:: Problem to solve ::
Write out, word for word, each line from the start of the entries through the one holding "# sample shape, e.g. [[622, 305]]"; omit the pictures.

(Referring expression pointing data)
# # # # # # #

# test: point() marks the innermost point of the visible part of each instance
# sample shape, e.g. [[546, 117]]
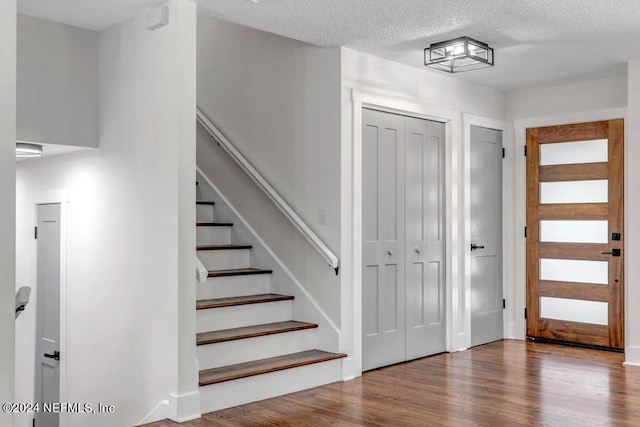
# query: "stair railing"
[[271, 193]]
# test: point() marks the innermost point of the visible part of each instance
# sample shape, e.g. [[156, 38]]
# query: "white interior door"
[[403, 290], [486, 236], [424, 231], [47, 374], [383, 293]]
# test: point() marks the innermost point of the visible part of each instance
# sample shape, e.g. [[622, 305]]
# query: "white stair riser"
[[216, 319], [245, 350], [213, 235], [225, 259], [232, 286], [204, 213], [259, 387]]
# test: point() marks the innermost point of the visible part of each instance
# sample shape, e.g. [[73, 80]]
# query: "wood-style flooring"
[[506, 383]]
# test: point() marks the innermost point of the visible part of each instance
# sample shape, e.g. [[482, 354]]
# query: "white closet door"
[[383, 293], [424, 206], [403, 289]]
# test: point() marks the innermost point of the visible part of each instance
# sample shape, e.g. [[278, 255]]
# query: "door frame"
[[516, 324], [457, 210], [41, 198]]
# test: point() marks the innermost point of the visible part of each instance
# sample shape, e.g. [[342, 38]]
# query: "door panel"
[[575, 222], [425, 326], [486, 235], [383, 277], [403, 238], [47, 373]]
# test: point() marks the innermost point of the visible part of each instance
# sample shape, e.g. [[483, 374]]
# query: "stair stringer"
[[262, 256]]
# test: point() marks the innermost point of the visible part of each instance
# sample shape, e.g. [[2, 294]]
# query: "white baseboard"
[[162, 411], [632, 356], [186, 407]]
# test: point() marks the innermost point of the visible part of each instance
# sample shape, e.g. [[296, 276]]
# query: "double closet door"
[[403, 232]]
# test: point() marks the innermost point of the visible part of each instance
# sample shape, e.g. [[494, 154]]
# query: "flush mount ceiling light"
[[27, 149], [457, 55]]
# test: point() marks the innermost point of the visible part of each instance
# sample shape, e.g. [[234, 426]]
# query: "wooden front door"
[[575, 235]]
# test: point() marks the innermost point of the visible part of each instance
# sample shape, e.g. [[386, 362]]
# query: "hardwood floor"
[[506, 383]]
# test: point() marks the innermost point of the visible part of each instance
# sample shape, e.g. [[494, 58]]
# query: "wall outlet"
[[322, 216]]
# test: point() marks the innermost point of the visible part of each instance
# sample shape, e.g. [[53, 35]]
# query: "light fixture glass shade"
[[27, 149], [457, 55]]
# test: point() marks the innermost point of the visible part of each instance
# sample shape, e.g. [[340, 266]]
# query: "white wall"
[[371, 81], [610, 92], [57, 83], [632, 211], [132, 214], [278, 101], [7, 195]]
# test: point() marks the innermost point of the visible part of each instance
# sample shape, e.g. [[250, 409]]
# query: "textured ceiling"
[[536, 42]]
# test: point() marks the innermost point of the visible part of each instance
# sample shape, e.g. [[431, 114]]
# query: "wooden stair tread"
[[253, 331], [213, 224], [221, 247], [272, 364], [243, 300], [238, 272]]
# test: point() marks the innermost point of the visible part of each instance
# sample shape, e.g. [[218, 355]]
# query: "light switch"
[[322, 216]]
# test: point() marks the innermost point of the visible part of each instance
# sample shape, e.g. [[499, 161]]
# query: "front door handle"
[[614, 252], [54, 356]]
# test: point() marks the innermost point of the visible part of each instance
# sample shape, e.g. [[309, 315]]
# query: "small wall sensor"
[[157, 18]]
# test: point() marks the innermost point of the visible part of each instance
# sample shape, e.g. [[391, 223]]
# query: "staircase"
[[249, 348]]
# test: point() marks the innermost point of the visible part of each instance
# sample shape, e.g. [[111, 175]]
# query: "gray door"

# # # # # # #

:: Expected answer ::
# test: point() marks the innermost point of the visible part of each instance
# sample shape, e.g. [[546, 117]]
# query: "stair railing"
[[271, 193]]
# test: point() marks the innermost point of the visible part of each instance
# sample shape, e.g. [[156, 38]]
# query: "white interior door"
[[403, 290], [486, 236], [424, 231], [47, 374], [383, 293]]
# test: point() marks the innermost point of the visible part of each instance
# sample shape, e.g. [[622, 305]]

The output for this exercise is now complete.